## [TRECHO DO TEXTO]
-=-=-=-=-

A injustiça reina sob pilhas de corpos pretos, pobres e periféricos na Baixada Santista

A injustiça reina sob pilhas de corpos pretos, pobres e periféricos na Baixada Santista

A validação do arquivamento, pelo Judiciário, da maioria dos casos das 84 mortes provocadas pelas operações Escudo e Verão escancara a injustiça

Carla Clemente 24 jul 2025, 11:03

“Nem tudo que é enfrentado é mudado, mas para mudar, somente enfrentando”  James Baldwin 

A validação pelo Judiciário do arquivamento das investigações, noticiada pela imprensa a partir do 03 de julho de 2025, confirma o que Marcelo Yuka já havia denunciado: “todo camburão tem um pouco de navio negreiro”. As forças de repressão do Estado e todo o sistema judiciário estatal são estruturalmente comprometidos com essa política. Assim deve ser compreendido o arquivamento dos poucos casos que foram investigados nos assassinatos cometidos por forças policiais na Baixada Santista, nos períodos de julho de 2023 a abril de 2024.

-=-=-=-=-

## [DADOS DE ORIGEM]
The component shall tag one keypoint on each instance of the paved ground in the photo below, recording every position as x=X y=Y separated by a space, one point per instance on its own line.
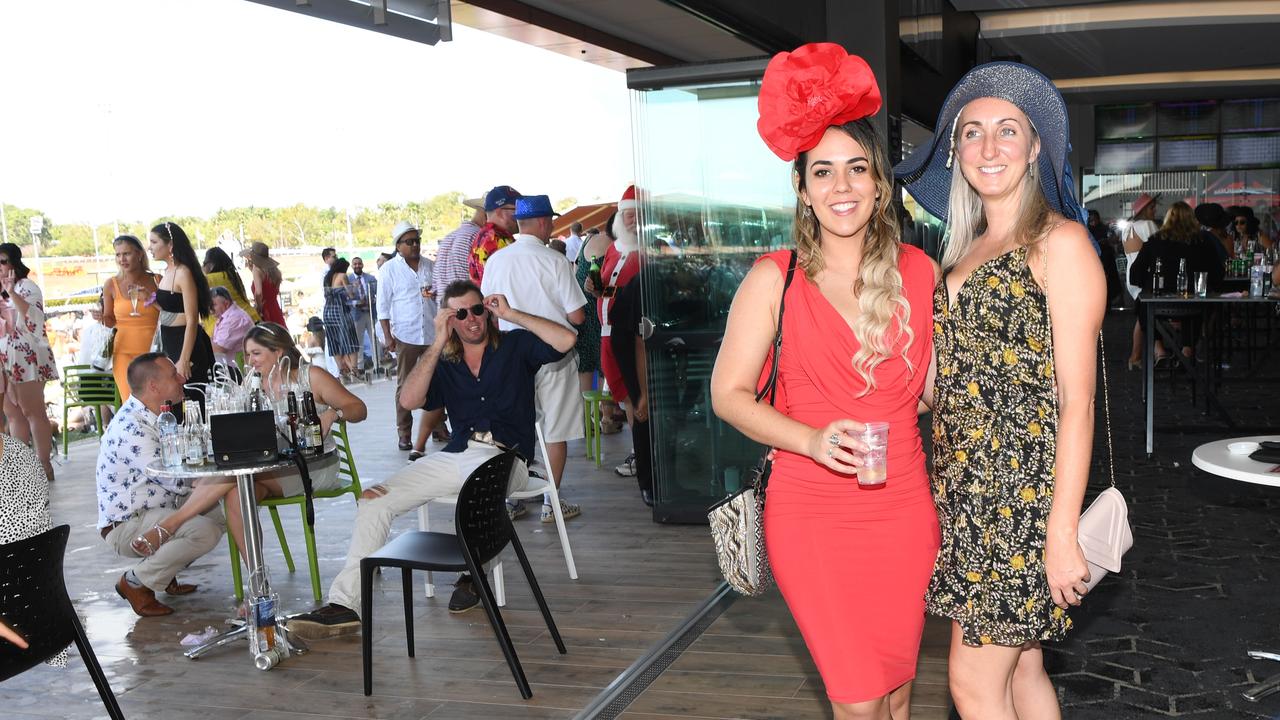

-=-=-=-=-

## [INSTRUÇÃO 1]
Traduza para o inglês a seguinte frase do texto sobre as mortes na Baixada Santista: "As forças de repressão do Estado e todo o sistema judiciário estatal são estruturalmente comprometidos com essa política."
## [INSTRUÇÃO 2]
De acordo com o texto sobre as mortes na Baixada Santista, as afirmações abaixo são verdadeiras? Responda sim ou não a cada uma e cite as palavras do texto que decidem a resposta.
(a) As operações Escudo e Verão provocaram 84 mortes.
(b) A imprensa passou a noticiar a validação do arquivamento a partir de 03 de julho de 2025.
(c) Os assassinatos ocorreram entre janeiro e junho de 2023.
## [INSTRUÇÃO 3]
Escreva a continuação do texto sobre as mortes na Baixada Santista, começando logo após a última frase apresentada.

## [RESPOSTA ESCRITA 1]
The State's forces of repression and the entire state judicial system are structurally committed to this policy.

## [RESPOSTA ESCRITA 2]
(a) Sim: "84 mortes provocadas pelas operações Escudo e Verão"
(b) Sim: "noticiada pela imprensa a partir do 03 de julho de 2025"
(c) Não: "nos períodos de julho de 2023 a abril de 2024"

## [RESPOSTA ESCRITA 3]
Segundo o relatório Mapas da (In)Justiça (FGV Direito SP – 2025), que analisou  859 inquéritos de Mortes Decorrentes de Intervenção Policial ocorridas entre 2018 e 2024 no Estado de São Paulo, 62% das vítimas eram negras, e nenhum policial foi responsabilizado nesses casos (1). A pesquisa, baseada em documentos oficiais do TJ-SP, MPSP, SSP‑SP e PC‑SP, está disponível por meio da plataforma interativa Mapas da (In)Justiça (1) e revela um cenário que certamente é ainda mais grave, pois sabemos que os casos existentes são mais numerosos que os que são de alguma forma registrados.

Na Baixada Santista, as ações da chamada Operação Escudo, segundo o governo, “são deflagradas todas as vezes nas quais criminosos atentam contra o Estado”, e a Operação Verão tem por objetivo “aumentar a percepção de segurança, objetivando a preservação da ordem pública nos municípios do Litoral Paulista em período de excessivo aumento populacional” (2).  

A Operação Escudo tratou-se de uma vingança da Polícia Militar contra a morte de um soldado da ROTA em uma ação policial no Guarujá em julho de 2023. Isso ficou evidente no Twitter do Secretário de Segurança Pública de São Paulo, Guilherme Derrite, que afirmou: “Nenhum ataque a policial ficará impune” (3). É importante destacar ainda que, diferentemente do que afirma o governo, grandes efetivos e operações semelhantes à Operação Verão e Escudo estão associados a violações de direitos humanos, sem significativas reduções de delitos em geral.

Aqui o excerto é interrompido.